=== AIM OF THE TASK ===
Using the listing below, return each line exactly as it reads.

┄┄┄┄┄┄┄┄┄┄

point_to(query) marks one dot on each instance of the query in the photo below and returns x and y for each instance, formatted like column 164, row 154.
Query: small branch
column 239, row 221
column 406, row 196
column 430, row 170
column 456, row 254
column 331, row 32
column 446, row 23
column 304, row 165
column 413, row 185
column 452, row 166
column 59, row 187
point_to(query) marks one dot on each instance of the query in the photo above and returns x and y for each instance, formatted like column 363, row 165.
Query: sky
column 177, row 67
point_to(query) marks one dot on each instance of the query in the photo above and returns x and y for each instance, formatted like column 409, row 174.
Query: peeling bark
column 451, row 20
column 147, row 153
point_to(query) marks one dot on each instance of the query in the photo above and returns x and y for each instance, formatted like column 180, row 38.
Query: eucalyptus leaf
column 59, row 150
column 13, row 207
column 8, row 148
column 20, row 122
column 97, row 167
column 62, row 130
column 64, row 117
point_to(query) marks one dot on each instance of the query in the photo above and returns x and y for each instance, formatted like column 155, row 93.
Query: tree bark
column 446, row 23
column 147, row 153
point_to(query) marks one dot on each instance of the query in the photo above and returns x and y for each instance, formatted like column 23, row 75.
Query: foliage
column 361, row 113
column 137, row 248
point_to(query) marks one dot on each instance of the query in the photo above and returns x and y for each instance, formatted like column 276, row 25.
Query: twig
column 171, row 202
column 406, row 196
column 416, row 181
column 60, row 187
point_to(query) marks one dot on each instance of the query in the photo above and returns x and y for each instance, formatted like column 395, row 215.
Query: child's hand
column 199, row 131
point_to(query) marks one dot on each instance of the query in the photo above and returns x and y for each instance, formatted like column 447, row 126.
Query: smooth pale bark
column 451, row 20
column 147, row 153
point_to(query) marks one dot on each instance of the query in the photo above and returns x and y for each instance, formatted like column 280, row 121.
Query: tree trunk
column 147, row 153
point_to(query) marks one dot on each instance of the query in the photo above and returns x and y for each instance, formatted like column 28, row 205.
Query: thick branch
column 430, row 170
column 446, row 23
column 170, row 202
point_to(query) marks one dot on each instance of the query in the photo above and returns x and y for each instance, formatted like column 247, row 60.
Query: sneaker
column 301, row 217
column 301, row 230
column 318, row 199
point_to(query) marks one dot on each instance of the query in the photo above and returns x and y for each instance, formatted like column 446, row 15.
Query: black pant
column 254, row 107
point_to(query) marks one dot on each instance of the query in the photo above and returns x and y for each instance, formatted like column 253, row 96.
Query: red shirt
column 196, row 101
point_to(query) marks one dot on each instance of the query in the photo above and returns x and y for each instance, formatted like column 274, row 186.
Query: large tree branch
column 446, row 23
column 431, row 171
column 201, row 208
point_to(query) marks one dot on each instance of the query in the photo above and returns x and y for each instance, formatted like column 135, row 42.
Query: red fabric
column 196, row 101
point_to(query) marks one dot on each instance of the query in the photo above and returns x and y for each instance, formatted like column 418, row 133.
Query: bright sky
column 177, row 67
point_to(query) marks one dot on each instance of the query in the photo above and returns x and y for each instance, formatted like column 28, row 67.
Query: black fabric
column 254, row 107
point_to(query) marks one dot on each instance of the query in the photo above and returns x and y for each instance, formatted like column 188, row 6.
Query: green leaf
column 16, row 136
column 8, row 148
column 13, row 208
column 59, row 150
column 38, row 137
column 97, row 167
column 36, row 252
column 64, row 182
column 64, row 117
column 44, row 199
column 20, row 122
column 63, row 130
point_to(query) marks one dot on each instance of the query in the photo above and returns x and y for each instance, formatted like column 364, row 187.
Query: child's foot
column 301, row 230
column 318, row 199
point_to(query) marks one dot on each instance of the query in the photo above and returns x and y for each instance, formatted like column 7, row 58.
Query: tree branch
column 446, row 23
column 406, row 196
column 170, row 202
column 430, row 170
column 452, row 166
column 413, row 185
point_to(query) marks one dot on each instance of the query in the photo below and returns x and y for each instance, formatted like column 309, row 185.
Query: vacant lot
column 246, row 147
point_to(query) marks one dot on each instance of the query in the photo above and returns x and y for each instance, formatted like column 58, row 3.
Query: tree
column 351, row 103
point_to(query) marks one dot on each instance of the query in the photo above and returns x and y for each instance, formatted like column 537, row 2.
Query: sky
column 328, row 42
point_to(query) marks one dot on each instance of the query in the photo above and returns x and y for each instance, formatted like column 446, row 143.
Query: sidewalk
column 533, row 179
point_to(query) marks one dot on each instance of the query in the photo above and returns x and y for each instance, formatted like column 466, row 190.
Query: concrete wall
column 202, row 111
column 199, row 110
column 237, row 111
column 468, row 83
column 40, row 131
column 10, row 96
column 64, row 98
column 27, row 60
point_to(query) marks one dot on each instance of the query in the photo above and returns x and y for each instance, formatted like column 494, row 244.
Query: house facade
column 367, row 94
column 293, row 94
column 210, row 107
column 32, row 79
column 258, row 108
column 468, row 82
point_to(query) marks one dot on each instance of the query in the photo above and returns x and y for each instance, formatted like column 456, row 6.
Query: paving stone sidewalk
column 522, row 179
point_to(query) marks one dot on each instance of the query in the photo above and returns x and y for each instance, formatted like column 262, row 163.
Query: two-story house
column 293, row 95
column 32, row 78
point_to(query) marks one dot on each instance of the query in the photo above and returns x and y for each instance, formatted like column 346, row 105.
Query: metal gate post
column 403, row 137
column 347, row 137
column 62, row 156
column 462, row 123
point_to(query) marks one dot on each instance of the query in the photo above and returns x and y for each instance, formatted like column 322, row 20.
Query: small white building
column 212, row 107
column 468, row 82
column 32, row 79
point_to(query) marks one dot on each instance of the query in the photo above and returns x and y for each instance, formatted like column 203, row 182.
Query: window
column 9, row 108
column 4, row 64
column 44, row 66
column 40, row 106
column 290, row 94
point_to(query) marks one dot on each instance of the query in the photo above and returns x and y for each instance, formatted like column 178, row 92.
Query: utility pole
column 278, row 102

┄┄┄┄┄┄┄┄┄┄

=== RESPONSE ===
point_to(query) marks one dot on each instance of the query in the photo below and returns x and y for each instance, formatted like column 164, row 154.
Query: small branch
column 239, row 221
column 406, row 196
column 430, row 170
column 456, row 254
column 331, row 32
column 446, row 23
column 304, row 165
column 413, row 185
column 452, row 166
column 59, row 187
point_to(query) marks one dot on each instance of the query in the photo above and returns x and y for each instance, formatted like column 363, row 165.
Query: sky
column 177, row 67
point_to(query) marks one dot on each instance of the query in the photo above and returns x and y for each instance, formatted like column 409, row 174.
Query: peeling bark
column 451, row 20
column 147, row 153
point_to(query) marks one dot on each instance of the query in the photo above and returns x and y for each instance, formatted like column 180, row 38.
Query: eucalyptus leaf
column 59, row 150
column 13, row 207
column 8, row 148
column 20, row 122
column 97, row 167
column 62, row 130
column 64, row 117
point_to(query) marks one dot on each instance of the query in the photo above and returns x and y for each instance, formatted like column 155, row 93.
Query: tree bark
column 446, row 23
column 147, row 153
point_to(query) marks one dot on each instance of the query in the photo above and returns x and y for each instance, formatted like column 23, row 75.
Query: foliage
column 361, row 113
column 137, row 248
point_to(query) marks one dot on each instance of the query in the photo above and returns x and y for each instance, formatted like column 276, row 25.
Query: twig
column 171, row 202
column 406, row 196
column 416, row 181
column 60, row 187
point_to(query) marks one dot on each instance of the query in the photo above and returns x and y for each instance, formatted like column 395, row 215.
Query: child's hand
column 199, row 131
point_to(query) marks one dot on each instance of the query in the photo above and returns x and y for each instance, formatted like column 447, row 126.
Query: smooth pale bark
column 451, row 20
column 147, row 153
point_to(query) marks one dot on each instance of the query in the photo above and returns x and y for each instance, formatted like column 280, row 121.
Query: tree trunk
column 147, row 153
point_to(query) marks one dot on each instance of the query in the photo above and returns x and y for each instance, formatted like column 28, row 205.
Query: thick branch
column 430, row 170
column 446, row 23
column 170, row 202
point_to(query) marks one dot on each instance of the query in the photo above and returns x and y for each instance, formatted like column 247, row 60.
Query: sneaker
column 301, row 217
column 301, row 230
column 318, row 199
point_to(query) marks one dot on each instance of the query in the photo above and returns x and y for each instance, formatted like column 446, row 15.
Query: black pant
column 254, row 107
point_to(query) marks one dot on each instance of the query in the photo above and returns x and y for each instance, formatted like column 253, row 96.
Query: red shirt
column 196, row 101
point_to(query) marks one dot on each instance of the query in the photo above and returns x and y for each instance, formatted like column 274, row 186.
Query: large tree branch
column 446, row 23
column 431, row 171
column 201, row 208
point_to(query) marks one dot on each instance of the query in the photo above and returns x and y for each instance, formatted like column 135, row 42.
Query: red fabric
column 196, row 101
point_to(query) marks one dot on each instance of the query in the photo above and returns x and y for each instance, formatted like column 418, row 133.
Query: bright sky
column 177, row 67
point_to(query) marks one dot on each instance of the query in the photo above and returns x and y for each instance, formatted like column 28, row 67.
Query: black fabric
column 254, row 107
point_to(query) marks one dot on each instance of the query in the photo above and returns x and y for each instance, formatted like column 188, row 6.
Query: green leaf
column 16, row 136
column 8, row 148
column 13, row 208
column 59, row 150
column 38, row 137
column 97, row 167
column 36, row 252
column 64, row 182
column 64, row 117
column 44, row 199
column 20, row 122
column 63, row 130
point_to(query) marks one dot on each instance of the query in the photo above and returns x and y for each instance, formatted like column 364, row 187.
Query: child's foot
column 301, row 230
column 318, row 199
point_to(query) marks one dot on each instance of the query in the photo above and returns x and y for each instance, formatted like column 7, row 58.
Query: tree branch
column 446, row 23
column 406, row 196
column 170, row 202
column 430, row 170
column 452, row 166
column 413, row 185
point_to(query) marks one dot on each instance of the query in the photo below and returns x and y for each instance, formatted like column 309, row 185.
Query: vacant lot
column 246, row 147
point_to(query) marks one dot on each instance of the query in the photo above and returns x and y for each instance, formatted like column 58, row 3.
Query: tree
column 351, row 103
point_to(query) marks one dot on each instance of the query in the photo above and returns x and y for each instance, formatted like column 537, row 2.
Query: sky
column 328, row 42
point_to(query) marks one dot on each instance of the query in the photo above and returns x and y for each instance, formatted like column 446, row 143.
Query: sidewalk
column 533, row 179
point_to(query) marks one dot on each instance of the query in the photo above and returns x and y for each instance, formatted like column 466, row 190.
Query: concrete wall
column 202, row 111
column 199, row 110
column 237, row 111
column 468, row 83
column 40, row 131
column 10, row 96
column 64, row 98
column 27, row 60
point_to(query) marks one dot on each instance of the query in the photo above and returns x and y for each instance, formatted like column 494, row 244.
Query: house facade
column 367, row 94
column 293, row 94
column 210, row 107
column 32, row 79
column 258, row 108
column 468, row 82
point_to(query) marks one dot on each instance of the query in the photo above and returns x and y for each instance, formatted like column 456, row 6.
Query: paving stone sidewalk
column 522, row 179
point_to(query) marks one dot on each instance of the query in the photo above and returns x and y for each instance, formatted like column 262, row 163.
Query: two-story house
column 293, row 95
column 32, row 78
point_to(query) marks one dot on each instance of the query in the photo above and returns x and y for each instance, formatted like column 346, row 105.
Query: metal gate post
column 403, row 137
column 347, row 137
column 62, row 156
column 462, row 123
point_to(query) marks one dot on each instance of the query in the photo above and returns x and y for each instance, formatted like column 322, row 20.
Query: small white building
column 212, row 107
column 468, row 82
column 32, row 79
point_to(query) marks one dot on each instance of the query in the photo above and returns x and y for each instance, formatted like column 203, row 182.
Query: window
column 9, row 108
column 4, row 64
column 44, row 66
column 40, row 106
column 290, row 94
point_to(query) marks one dot on each instance of the query in the photo above and returns x and y for each instance, formatted like column 178, row 92.
Query: utility pole
column 278, row 102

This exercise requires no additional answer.